AIM — Rewrite the entries below with "integer pixel coordinates" changed to "whole-number pixel coordinates" everywhere it appears and nothing else altered. Omit the pictures from your version.

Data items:
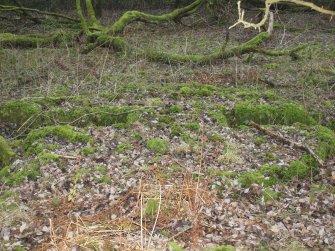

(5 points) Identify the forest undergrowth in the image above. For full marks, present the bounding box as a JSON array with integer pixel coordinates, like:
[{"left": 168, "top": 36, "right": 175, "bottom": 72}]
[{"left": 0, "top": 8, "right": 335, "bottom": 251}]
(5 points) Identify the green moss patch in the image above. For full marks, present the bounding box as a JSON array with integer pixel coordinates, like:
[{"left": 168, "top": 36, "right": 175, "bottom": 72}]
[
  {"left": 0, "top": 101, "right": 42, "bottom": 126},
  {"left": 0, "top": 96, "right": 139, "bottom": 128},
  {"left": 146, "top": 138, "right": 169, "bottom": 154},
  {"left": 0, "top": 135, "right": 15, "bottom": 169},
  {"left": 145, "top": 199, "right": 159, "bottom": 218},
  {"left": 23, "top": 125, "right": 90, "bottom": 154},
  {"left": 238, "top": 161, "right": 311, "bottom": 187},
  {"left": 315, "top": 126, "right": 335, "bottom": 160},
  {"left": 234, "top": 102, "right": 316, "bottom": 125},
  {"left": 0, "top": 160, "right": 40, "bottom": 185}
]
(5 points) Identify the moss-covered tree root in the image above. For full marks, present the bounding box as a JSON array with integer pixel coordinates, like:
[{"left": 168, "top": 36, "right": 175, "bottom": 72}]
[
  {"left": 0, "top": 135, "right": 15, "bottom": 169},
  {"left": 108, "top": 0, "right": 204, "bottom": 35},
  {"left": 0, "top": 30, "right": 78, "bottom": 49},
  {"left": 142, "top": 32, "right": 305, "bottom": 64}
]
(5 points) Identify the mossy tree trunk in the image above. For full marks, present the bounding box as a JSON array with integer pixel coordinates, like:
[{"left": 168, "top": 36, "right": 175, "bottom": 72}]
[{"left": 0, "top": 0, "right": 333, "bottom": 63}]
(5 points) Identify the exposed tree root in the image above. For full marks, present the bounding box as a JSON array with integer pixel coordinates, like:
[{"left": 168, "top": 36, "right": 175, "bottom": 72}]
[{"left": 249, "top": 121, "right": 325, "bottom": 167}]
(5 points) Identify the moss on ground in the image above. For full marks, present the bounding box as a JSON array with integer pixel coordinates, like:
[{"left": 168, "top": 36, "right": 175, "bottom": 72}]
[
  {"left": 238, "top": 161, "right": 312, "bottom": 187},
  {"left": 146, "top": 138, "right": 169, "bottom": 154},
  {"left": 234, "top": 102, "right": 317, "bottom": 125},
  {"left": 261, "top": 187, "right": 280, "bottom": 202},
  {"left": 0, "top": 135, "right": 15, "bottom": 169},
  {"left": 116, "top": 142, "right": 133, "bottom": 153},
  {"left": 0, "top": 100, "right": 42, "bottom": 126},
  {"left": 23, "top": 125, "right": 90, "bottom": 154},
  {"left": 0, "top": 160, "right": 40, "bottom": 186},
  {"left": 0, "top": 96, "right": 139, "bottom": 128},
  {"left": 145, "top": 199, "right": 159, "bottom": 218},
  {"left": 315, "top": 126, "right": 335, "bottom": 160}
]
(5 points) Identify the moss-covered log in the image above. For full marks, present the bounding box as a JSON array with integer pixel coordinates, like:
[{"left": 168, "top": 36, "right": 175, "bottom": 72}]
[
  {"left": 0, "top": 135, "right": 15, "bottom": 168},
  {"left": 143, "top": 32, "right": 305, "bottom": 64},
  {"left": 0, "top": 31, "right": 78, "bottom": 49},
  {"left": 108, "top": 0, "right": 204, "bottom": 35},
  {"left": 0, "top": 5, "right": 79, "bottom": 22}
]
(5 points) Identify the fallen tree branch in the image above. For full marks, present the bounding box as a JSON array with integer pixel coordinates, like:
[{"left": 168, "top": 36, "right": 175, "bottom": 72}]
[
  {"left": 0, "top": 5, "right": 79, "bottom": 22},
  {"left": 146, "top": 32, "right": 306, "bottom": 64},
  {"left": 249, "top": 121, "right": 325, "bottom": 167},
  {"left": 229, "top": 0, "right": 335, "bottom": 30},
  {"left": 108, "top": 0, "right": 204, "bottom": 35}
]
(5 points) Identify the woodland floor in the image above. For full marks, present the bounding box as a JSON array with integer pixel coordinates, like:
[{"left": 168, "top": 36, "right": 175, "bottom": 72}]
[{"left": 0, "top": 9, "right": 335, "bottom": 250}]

OUTPUT OF THE EXERCISE —
(5 points) Identify the forest undergrowth in the image above. For full marks, present the bounding box as a JSON array with whole-number pixel coordinates, like:
[{"left": 168, "top": 36, "right": 175, "bottom": 72}]
[{"left": 0, "top": 8, "right": 335, "bottom": 251}]
(5 points) Identify the green moss patch in the image above. For full marks, present the bounding box as a JSON array with whole-number pixel coordinates, like:
[{"left": 168, "top": 36, "right": 175, "bottom": 72}]
[
  {"left": 0, "top": 101, "right": 42, "bottom": 126},
  {"left": 0, "top": 96, "right": 139, "bottom": 128},
  {"left": 146, "top": 138, "right": 169, "bottom": 154},
  {"left": 0, "top": 135, "right": 15, "bottom": 169},
  {"left": 145, "top": 199, "right": 159, "bottom": 218},
  {"left": 23, "top": 125, "right": 90, "bottom": 154},
  {"left": 238, "top": 161, "right": 311, "bottom": 187},
  {"left": 315, "top": 126, "right": 335, "bottom": 160},
  {"left": 234, "top": 102, "right": 316, "bottom": 125},
  {"left": 0, "top": 160, "right": 40, "bottom": 185}
]
(5 points) Identify the moss-covered tree root in the image above. For full marks, present the bounding box as a JSON array with whole-number pixel coordinates, like:
[{"left": 168, "top": 36, "right": 175, "bottom": 72}]
[
  {"left": 0, "top": 135, "right": 15, "bottom": 169},
  {"left": 108, "top": 0, "right": 204, "bottom": 35},
  {"left": 0, "top": 30, "right": 78, "bottom": 49},
  {"left": 142, "top": 32, "right": 305, "bottom": 64}
]
(5 points) Identify the mossy tree trunk in the image above. For full marks, present the bounding box as a JSON array with whole-number pixel coordinates, like:
[{"left": 168, "top": 36, "right": 175, "bottom": 72}]
[{"left": 0, "top": 0, "right": 333, "bottom": 63}]
(5 points) Identify the exposed tree root in the image above. For full marks, present the bounding box as a JSON array with whole-number pixel coordinates, like:
[{"left": 168, "top": 36, "right": 175, "bottom": 72}]
[{"left": 249, "top": 121, "right": 325, "bottom": 167}]
(5 points) Identify the moss on ground in the image above. For full marks, present the bounding box as a JSON array with whole-number pixel coordinates, like:
[{"left": 168, "top": 36, "right": 175, "bottom": 72}]
[
  {"left": 238, "top": 161, "right": 312, "bottom": 187},
  {"left": 146, "top": 138, "right": 169, "bottom": 154},
  {"left": 234, "top": 102, "right": 317, "bottom": 125},
  {"left": 261, "top": 187, "right": 280, "bottom": 202},
  {"left": 0, "top": 135, "right": 15, "bottom": 169},
  {"left": 116, "top": 142, "right": 133, "bottom": 153},
  {"left": 0, "top": 100, "right": 42, "bottom": 126},
  {"left": 23, "top": 125, "right": 90, "bottom": 154},
  {"left": 0, "top": 160, "right": 40, "bottom": 186},
  {"left": 0, "top": 96, "right": 139, "bottom": 128},
  {"left": 145, "top": 199, "right": 159, "bottom": 218},
  {"left": 315, "top": 126, "right": 335, "bottom": 160}
]
(5 points) Identify the moss-covered log in the image above. For full marks, present the bounding box as a JSON array with whole-number pixel coordinates, like:
[{"left": 168, "top": 36, "right": 175, "bottom": 72}]
[
  {"left": 0, "top": 135, "right": 15, "bottom": 168},
  {"left": 143, "top": 32, "right": 305, "bottom": 64},
  {"left": 0, "top": 31, "right": 78, "bottom": 49},
  {"left": 108, "top": 0, "right": 204, "bottom": 35},
  {"left": 0, "top": 5, "right": 79, "bottom": 22}
]
(5 points) Identify the fallen tree branch in the image above. For full marks, present the bounding box as a JSON array with whole-number pixel coordinates, like:
[{"left": 168, "top": 36, "right": 175, "bottom": 72}]
[
  {"left": 0, "top": 5, "right": 79, "bottom": 22},
  {"left": 146, "top": 32, "right": 306, "bottom": 64},
  {"left": 249, "top": 121, "right": 325, "bottom": 167},
  {"left": 229, "top": 0, "right": 335, "bottom": 30},
  {"left": 108, "top": 0, "right": 204, "bottom": 35}
]
(5 points) Identify the woodland floor in the image above. For full marks, present the bounding box as a JSON array with whole-number pixel coordinates, like:
[{"left": 168, "top": 36, "right": 175, "bottom": 72}]
[{"left": 0, "top": 9, "right": 335, "bottom": 250}]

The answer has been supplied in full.